## Data in this exercise

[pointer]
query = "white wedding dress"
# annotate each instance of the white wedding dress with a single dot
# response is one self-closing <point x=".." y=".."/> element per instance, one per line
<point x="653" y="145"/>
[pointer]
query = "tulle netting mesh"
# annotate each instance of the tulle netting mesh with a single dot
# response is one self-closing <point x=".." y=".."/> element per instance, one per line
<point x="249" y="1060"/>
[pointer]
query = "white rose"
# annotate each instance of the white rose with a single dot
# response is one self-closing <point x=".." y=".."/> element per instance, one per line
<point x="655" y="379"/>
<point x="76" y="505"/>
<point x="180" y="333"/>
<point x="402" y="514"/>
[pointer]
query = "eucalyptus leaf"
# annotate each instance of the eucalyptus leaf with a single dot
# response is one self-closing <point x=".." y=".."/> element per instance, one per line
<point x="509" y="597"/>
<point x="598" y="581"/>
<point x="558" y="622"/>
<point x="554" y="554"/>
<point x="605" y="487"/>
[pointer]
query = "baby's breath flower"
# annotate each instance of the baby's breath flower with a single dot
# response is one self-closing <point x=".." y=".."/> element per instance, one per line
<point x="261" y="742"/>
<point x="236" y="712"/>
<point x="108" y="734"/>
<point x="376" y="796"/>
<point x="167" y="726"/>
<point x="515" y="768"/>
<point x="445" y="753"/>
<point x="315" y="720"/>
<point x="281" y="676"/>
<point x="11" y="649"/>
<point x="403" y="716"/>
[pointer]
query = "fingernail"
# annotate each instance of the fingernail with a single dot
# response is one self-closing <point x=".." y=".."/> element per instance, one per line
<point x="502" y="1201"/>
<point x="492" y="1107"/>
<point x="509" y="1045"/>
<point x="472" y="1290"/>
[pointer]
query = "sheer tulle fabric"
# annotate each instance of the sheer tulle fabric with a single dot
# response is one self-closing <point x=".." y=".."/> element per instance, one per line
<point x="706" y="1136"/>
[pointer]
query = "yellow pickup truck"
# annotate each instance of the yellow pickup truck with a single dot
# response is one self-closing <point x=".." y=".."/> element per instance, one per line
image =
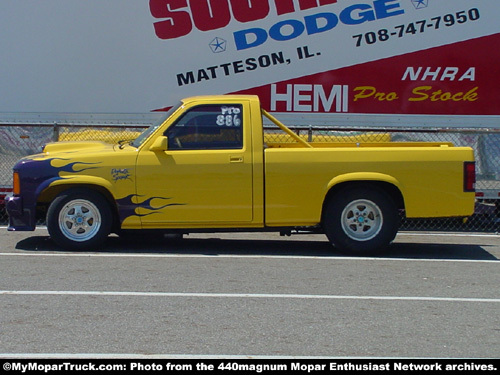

## Set task
Gather, word for word, each line in the items above that contains the string "white". Letter case is significant.

## Result below
query = "white wedding dress"
# annotate each instance of the white wedding dress with a single dot
query = "white rose"
# annotate each instance of the white rose with a single dot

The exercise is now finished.